__Task to carry out__. Please output the data below exactly as given, starting at its first line and stopping after the line that contains "Would you mind placing a dot on the scattered".

__Data supplied__.
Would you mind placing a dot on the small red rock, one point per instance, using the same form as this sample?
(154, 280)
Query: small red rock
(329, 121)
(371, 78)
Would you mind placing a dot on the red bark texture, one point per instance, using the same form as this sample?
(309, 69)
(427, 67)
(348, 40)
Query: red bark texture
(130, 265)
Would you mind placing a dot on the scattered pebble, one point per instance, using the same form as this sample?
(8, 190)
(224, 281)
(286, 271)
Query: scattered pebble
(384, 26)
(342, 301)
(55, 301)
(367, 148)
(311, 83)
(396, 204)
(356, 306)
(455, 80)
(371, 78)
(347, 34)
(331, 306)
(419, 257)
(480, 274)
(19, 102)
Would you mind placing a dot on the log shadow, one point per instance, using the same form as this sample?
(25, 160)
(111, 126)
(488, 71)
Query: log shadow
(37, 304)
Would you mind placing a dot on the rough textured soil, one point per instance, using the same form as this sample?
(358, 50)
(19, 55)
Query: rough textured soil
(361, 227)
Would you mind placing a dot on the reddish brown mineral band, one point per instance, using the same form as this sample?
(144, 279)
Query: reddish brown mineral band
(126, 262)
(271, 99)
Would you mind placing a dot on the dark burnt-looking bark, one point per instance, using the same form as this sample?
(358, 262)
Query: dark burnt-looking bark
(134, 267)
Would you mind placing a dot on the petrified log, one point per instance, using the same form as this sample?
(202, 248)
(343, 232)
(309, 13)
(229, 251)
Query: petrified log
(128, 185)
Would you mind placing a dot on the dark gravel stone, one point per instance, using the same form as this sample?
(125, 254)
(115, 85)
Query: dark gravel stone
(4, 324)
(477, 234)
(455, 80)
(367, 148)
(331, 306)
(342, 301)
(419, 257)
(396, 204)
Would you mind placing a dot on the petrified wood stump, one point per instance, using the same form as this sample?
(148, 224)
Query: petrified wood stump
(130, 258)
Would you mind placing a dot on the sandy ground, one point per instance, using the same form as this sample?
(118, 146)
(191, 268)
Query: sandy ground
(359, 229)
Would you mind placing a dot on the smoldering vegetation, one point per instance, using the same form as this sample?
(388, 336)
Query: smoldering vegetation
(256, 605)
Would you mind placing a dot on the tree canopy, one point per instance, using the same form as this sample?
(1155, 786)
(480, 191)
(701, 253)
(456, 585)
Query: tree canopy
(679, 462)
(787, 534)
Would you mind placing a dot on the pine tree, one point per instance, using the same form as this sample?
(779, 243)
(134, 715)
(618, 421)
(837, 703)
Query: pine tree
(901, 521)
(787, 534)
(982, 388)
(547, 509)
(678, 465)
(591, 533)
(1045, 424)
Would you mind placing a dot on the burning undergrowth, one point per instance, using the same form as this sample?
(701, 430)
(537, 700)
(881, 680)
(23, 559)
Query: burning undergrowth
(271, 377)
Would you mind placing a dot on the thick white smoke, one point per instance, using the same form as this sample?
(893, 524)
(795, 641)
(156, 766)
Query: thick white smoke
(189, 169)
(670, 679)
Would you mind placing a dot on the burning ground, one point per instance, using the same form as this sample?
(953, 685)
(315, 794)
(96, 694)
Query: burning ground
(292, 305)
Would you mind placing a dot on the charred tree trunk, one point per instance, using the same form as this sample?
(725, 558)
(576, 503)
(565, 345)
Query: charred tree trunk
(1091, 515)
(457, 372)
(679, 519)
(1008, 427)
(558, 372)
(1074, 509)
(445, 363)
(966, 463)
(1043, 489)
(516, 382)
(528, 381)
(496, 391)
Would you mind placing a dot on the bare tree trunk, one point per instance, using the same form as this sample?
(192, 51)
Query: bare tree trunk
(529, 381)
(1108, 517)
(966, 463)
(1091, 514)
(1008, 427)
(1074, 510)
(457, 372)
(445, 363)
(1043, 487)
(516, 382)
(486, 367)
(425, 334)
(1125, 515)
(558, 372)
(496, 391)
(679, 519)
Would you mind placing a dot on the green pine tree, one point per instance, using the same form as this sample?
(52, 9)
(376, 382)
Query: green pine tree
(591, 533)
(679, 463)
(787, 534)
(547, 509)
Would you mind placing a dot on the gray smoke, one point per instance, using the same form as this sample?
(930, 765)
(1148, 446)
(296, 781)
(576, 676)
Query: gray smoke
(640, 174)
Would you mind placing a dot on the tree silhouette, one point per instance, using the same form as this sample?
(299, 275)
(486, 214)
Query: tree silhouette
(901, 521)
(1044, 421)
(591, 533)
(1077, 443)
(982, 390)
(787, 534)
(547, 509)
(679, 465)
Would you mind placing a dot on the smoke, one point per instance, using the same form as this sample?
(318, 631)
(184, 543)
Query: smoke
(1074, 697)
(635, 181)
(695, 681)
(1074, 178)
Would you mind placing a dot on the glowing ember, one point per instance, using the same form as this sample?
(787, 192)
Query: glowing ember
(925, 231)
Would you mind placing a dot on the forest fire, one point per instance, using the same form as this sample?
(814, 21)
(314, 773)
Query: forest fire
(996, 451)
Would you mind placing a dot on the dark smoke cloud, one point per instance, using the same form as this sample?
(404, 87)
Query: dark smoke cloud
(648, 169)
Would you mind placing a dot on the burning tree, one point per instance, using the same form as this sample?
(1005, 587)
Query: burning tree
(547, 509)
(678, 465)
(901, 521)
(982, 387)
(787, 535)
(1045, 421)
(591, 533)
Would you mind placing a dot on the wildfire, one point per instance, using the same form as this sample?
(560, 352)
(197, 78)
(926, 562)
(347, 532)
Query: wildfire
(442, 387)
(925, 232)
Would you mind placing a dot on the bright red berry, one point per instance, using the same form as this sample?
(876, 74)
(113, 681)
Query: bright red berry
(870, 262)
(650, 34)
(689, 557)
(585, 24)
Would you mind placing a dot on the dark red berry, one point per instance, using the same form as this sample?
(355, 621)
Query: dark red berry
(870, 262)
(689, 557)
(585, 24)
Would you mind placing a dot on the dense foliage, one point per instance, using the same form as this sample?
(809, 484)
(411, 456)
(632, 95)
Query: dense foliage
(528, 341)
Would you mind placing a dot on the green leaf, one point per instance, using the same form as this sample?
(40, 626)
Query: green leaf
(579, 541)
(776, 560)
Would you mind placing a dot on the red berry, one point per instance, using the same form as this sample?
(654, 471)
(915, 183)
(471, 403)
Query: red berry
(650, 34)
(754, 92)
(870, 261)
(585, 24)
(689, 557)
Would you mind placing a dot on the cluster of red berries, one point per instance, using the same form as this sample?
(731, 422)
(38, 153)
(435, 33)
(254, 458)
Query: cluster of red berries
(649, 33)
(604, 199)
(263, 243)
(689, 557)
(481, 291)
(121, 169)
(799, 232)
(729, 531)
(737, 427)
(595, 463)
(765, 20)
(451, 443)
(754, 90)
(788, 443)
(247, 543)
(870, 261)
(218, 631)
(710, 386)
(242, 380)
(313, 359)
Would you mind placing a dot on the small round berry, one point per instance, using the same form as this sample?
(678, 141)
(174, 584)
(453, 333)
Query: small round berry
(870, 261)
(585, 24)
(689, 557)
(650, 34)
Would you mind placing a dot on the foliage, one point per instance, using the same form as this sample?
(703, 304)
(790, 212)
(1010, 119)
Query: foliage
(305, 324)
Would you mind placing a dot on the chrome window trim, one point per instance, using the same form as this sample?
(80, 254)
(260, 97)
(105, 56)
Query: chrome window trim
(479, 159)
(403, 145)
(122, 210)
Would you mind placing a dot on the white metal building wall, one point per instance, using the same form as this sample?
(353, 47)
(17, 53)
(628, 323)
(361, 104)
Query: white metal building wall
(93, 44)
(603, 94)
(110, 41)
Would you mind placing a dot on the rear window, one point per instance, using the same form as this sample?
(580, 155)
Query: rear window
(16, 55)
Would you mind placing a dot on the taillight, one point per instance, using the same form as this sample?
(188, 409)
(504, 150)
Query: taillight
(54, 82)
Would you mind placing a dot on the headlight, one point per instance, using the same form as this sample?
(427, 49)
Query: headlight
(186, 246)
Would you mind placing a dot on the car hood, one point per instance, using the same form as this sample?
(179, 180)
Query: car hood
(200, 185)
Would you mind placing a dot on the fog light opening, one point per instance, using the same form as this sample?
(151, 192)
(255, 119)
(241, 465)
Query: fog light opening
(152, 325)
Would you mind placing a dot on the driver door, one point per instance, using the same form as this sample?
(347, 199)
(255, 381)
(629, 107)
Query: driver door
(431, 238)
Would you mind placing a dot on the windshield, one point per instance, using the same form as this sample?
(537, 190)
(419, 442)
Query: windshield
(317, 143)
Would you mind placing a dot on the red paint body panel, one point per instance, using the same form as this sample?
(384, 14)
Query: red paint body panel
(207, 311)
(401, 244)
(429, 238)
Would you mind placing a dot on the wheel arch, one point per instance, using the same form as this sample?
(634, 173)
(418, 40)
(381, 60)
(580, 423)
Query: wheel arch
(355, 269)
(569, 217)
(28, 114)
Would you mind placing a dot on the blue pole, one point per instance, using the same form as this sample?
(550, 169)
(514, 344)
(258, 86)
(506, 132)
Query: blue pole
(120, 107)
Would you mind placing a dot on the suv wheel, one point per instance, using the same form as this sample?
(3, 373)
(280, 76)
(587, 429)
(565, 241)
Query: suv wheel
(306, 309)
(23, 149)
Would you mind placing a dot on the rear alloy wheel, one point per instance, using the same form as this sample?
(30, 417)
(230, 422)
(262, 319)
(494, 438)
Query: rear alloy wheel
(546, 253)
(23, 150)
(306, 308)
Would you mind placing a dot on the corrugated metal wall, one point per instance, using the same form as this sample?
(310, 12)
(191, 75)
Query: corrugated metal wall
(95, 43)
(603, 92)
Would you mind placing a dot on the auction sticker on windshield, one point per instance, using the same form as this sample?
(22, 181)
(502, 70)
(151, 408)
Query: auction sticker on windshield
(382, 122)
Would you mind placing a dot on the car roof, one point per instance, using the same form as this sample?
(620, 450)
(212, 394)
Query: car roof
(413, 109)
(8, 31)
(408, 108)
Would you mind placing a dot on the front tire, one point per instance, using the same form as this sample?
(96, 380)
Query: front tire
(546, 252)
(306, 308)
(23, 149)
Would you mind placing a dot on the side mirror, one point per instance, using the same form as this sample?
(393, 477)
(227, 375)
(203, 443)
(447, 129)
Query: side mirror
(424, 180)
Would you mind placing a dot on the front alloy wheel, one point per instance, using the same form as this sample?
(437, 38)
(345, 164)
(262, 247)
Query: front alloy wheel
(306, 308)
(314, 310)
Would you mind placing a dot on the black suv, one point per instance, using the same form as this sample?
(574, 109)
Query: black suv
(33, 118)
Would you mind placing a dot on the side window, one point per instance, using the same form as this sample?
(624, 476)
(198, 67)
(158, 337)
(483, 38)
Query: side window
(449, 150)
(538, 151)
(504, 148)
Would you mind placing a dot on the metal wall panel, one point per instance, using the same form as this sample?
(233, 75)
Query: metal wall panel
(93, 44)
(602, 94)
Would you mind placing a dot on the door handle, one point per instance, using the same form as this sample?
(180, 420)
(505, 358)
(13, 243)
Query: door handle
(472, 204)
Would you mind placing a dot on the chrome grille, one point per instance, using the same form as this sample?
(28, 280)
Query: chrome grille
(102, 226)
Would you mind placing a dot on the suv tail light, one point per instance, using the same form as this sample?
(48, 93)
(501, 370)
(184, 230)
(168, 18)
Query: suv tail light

__Solution to the exercise__.
Would you mind placing a dot on the small red rock, one point per instance, using the same form as this sample?
(154, 280)
Query: small red rock
(329, 121)
(371, 78)
Would you mind placing a dot on the red bark texture, one point per instance, using the same form as this sample?
(309, 69)
(427, 67)
(348, 40)
Query: red bark texture
(130, 265)
Would you mind placing a dot on the scattered pebble, one point per instance, using the same form as this sample?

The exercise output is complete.